- DATASET ENTRIES:
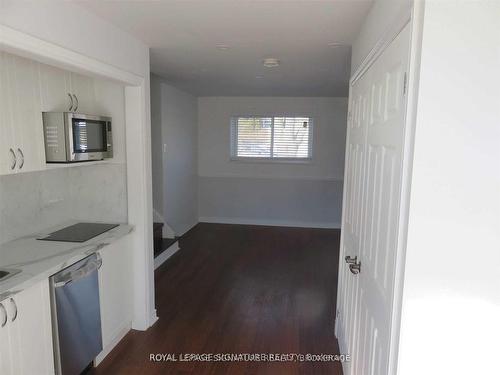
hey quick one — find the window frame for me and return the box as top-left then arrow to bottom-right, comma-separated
229,115 -> 314,163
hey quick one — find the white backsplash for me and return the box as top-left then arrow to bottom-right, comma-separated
0,163 -> 127,244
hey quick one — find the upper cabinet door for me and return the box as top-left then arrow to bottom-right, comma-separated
39,63 -> 72,113
69,72 -> 97,114
9,55 -> 45,173
0,52 -> 16,175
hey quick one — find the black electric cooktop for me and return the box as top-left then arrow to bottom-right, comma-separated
38,223 -> 119,243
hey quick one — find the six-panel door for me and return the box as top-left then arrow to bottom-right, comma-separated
336,23 -> 411,375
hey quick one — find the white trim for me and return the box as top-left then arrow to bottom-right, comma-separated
154,241 -> 180,270
0,25 -> 142,85
198,174 -> 343,182
153,208 -> 164,223
153,209 -> 176,238
350,7 -> 412,85
390,2 -> 425,375
199,216 -> 340,229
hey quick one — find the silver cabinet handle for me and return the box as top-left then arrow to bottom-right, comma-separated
0,303 -> 7,327
345,256 -> 357,264
17,148 -> 24,169
9,298 -> 17,322
72,94 -> 78,112
9,148 -> 16,170
68,92 -> 74,111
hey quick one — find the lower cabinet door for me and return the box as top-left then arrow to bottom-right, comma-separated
0,300 -> 15,374
98,235 -> 133,356
9,280 -> 55,375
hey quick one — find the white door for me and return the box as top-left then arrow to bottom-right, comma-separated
336,23 -> 411,375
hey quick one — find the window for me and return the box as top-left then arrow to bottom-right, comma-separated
230,116 -> 313,160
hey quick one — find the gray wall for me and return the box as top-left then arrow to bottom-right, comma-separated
150,75 -> 164,220
198,96 -> 348,227
150,74 -> 198,235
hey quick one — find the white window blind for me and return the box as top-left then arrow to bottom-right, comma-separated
230,116 -> 313,160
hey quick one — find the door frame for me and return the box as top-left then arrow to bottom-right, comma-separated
0,24 -> 157,330
336,2 -> 425,374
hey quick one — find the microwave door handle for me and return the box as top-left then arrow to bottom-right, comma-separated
72,94 -> 78,112
68,93 -> 74,112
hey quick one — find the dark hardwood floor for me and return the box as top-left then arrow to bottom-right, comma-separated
90,223 -> 342,375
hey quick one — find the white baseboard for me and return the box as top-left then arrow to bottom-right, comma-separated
154,241 -> 180,270
198,216 -> 341,229
95,321 -> 131,365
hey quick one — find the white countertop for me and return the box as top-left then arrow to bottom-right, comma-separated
0,221 -> 134,299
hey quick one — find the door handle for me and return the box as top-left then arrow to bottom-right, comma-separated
349,261 -> 361,275
0,303 -> 7,327
72,94 -> 79,112
8,298 -> 17,322
68,93 -> 74,111
345,255 -> 357,264
17,148 -> 24,169
9,148 -> 16,170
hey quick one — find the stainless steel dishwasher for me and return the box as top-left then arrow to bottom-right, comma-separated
50,254 -> 103,375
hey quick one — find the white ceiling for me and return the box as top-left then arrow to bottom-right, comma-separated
77,0 -> 373,97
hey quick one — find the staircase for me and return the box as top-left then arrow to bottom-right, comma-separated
153,222 -> 179,261
153,222 -> 164,256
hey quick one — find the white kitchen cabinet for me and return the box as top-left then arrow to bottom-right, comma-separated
39,63 -> 72,113
0,279 -> 55,375
96,234 -> 133,363
1,51 -> 103,176
69,72 -> 97,114
39,63 -> 97,114
0,302 -> 14,375
0,52 -> 19,175
0,52 -> 45,174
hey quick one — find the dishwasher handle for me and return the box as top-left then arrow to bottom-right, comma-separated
54,255 -> 102,288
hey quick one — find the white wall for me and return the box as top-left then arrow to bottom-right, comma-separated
198,96 -> 347,227
151,74 -> 198,235
398,2 -> 500,374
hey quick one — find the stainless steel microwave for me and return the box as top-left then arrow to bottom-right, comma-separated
42,112 -> 112,163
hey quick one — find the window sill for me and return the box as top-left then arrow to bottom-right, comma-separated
229,157 -> 313,165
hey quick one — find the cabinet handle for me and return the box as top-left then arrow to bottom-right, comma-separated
68,92 -> 74,111
72,94 -> 79,112
9,148 -> 16,170
17,148 -> 24,169
0,303 -> 6,327
9,298 -> 17,322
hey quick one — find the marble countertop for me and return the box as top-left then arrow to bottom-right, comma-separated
0,221 -> 134,300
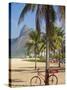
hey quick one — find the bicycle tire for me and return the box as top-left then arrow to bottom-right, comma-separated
48,75 -> 58,85
30,76 -> 41,86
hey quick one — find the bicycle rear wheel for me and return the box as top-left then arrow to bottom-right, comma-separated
48,75 -> 58,85
30,76 -> 41,86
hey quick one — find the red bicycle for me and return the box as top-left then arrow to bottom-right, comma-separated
30,68 -> 58,86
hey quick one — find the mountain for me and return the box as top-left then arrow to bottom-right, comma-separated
10,25 -> 31,58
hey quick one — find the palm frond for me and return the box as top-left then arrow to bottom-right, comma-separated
36,5 -> 41,33
31,4 -> 37,12
18,4 -> 32,24
50,6 -> 56,22
60,6 -> 65,19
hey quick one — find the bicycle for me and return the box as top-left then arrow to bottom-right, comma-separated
30,68 -> 58,86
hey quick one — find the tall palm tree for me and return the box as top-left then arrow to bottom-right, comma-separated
53,27 -> 64,67
25,30 -> 40,69
49,26 -> 64,67
18,4 -> 65,85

- DESCRIPTION OF THE TASK:
Write out all the entries again, word for word, and print no images.

- SOLUTION FOR THIS EXERCISE:
hey quick one — find the window frame for me and return the box as top-left then arrow to bottom-right, comma-separated
229,115 -> 314,163
hey quick one — find the white backsplash for me and return the box as top-left then arrow to bottom-right, comma-separated
0,163 -> 127,244
hey quick one — find the upper cabinet door for me and return the box as top-left then arrow to bottom-right, comma-separated
39,63 -> 72,113
69,72 -> 97,114
9,55 -> 45,173
0,52 -> 16,175
hey quick one — find the black electric cooktop for me and return the box as top-left then arrow to bottom-right, comma-separated
38,223 -> 119,243
hey quick one — find the six-panel door for me and return the box as top-left then arrow to bottom-right, comma-separated
336,23 -> 411,375
hey quick one — find the white trim for me and return the box as top-left then arrow to bottom-right, comma-separated
154,241 -> 180,270
0,25 -> 142,85
198,174 -> 343,182
153,208 -> 164,223
153,209 -> 176,238
350,7 -> 412,85
390,2 -> 425,375
199,216 -> 340,229
hey quick one — find the silver cabinet handle for me and return the box as top-left then arrow to bottom-right, comma-separated
0,303 -> 7,327
345,256 -> 357,264
17,148 -> 24,169
9,298 -> 17,322
72,94 -> 78,112
9,148 -> 16,170
68,92 -> 74,111
hey quick one — find the lower cabinet door for me and return the box as top-left then arrow to bottom-right, comma-separated
0,300 -> 15,374
98,235 -> 133,356
9,280 -> 55,375
hey quick one — find the white door for me and return the box as top-left then arrow to bottom-right, comma-separated
336,23 -> 411,375
hey quick one — find the window for me and return the box as top-left then arrow to bottom-right, comma-separated
230,116 -> 313,160
hey quick one — find the gray wall for me and return the box as top-left then arrow to bottom-right, comma-separated
150,75 -> 164,220
198,96 -> 348,227
150,74 -> 198,235
hey quick one — find the white window blind for me and return the box as top-left then arrow to bottom-right, comma-separated
230,116 -> 313,160
hey quick one — find the door frame for me and return the box as top-left then arrow to bottom-right, comma-separated
0,24 -> 157,330
336,2 -> 425,374
hey quick one — find the microwave door handle for me and return the box as top-left then arrow to bottom-right, comma-separated
72,94 -> 78,112
68,93 -> 74,112
hey quick one — find the dark hardwood floor for me and return the box as top-left then arrow to bottom-right, comma-separated
90,223 -> 342,375
hey quick one — find the white baseboard for me and return the box as top-left then arrow to bottom-right, comma-separated
154,241 -> 180,270
198,216 -> 341,229
95,321 -> 131,365
hey quick one — find the white countertop for me and return the box as top-left then arrow to bottom-right, comma-separated
0,221 -> 134,299
hey quick one — find the door handle for me and return the box as top-left then arrow to bottom-right, comma-separated
349,261 -> 361,275
0,303 -> 7,327
72,94 -> 79,112
8,298 -> 17,322
68,93 -> 74,111
345,255 -> 357,264
17,148 -> 24,169
9,148 -> 16,170
hey quick one — find the stainless steel dishwasher for me and return the box as top-left then arrow to bottom-right, comma-separated
50,254 -> 103,375
hey quick one — find the white ceiling for me and return the box as top-left then arrow to bottom-right, comma-separated
77,0 -> 373,97
hey quick one — find the staircase for me and return the box as top-left then arrow to bottom-right, comma-separated
153,222 -> 179,261
153,222 -> 164,256
hey quick one — find the white kitchen cabinet for me and return the box as top-left then arrow to bottom-right, comma-separated
39,63 -> 72,113
0,279 -> 55,375
96,234 -> 133,363
1,51 -> 103,176
69,72 -> 97,114
39,63 -> 97,114
0,302 -> 14,375
0,52 -> 19,175
0,52 -> 45,174
hey quick one — find the dishwasher handle for me and return the box as top-left then arrow to bottom-right, comma-separated
54,255 -> 102,288
hey quick one — find the white wall for me and return the box as top-left then arrow to bottom-right, comma-separated
198,96 -> 347,227
151,74 -> 198,235
398,2 -> 500,374
hey quick one — find the stainless steel microwave for me and return the box as top-left then arrow to bottom-right, comma-separated
42,112 -> 112,163
hey quick one — find the window sill for me and return the box as top-left then arrow to bottom-right, comma-separated
229,157 -> 313,165
hey quick one — find the cabinet handle for me and return the box as top-left then arrow to bottom-right, comma-separated
68,92 -> 74,111
72,94 -> 79,112
9,148 -> 16,170
17,148 -> 24,169
0,303 -> 6,327
9,298 -> 17,322
hey quick one — find the marble countertop for me and return the box as top-left then arrow to bottom-right, comma-separated
0,221 -> 134,300
hey quick one — find the bicycle tire for me and return the box as top-left then arrow to bottom-right, comma-separated
48,75 -> 58,85
30,76 -> 41,86
hey quick one — find the bicycle rear wheel for me and return the box as top-left then arrow to bottom-right, comma-separated
48,75 -> 58,85
30,76 -> 41,86
hey quick one — find the red bicycle for me and return the box as top-left then arrow to bottom-right, comma-separated
30,68 -> 58,86
hey quick one — find the mountain for me and return the box as top-left then arrow to bottom-right, comma-separated
10,25 -> 31,58
hey quick one — find the palm frond for me and return the box as top-left then arrow to bottom-right, comma-separated
36,5 -> 41,33
31,4 -> 37,12
18,4 -> 32,24
50,6 -> 56,22
60,6 -> 65,19
hey quick one — find the bicycle for me and return the box as top-left then arrow to bottom-right, comma-separated
30,68 -> 58,86
hey quick one — find the tall palm tree for me and return the box as top-left then arrow to bottom-right, comma-separated
53,27 -> 64,67
25,30 -> 40,69
49,26 -> 64,67
18,4 -> 65,85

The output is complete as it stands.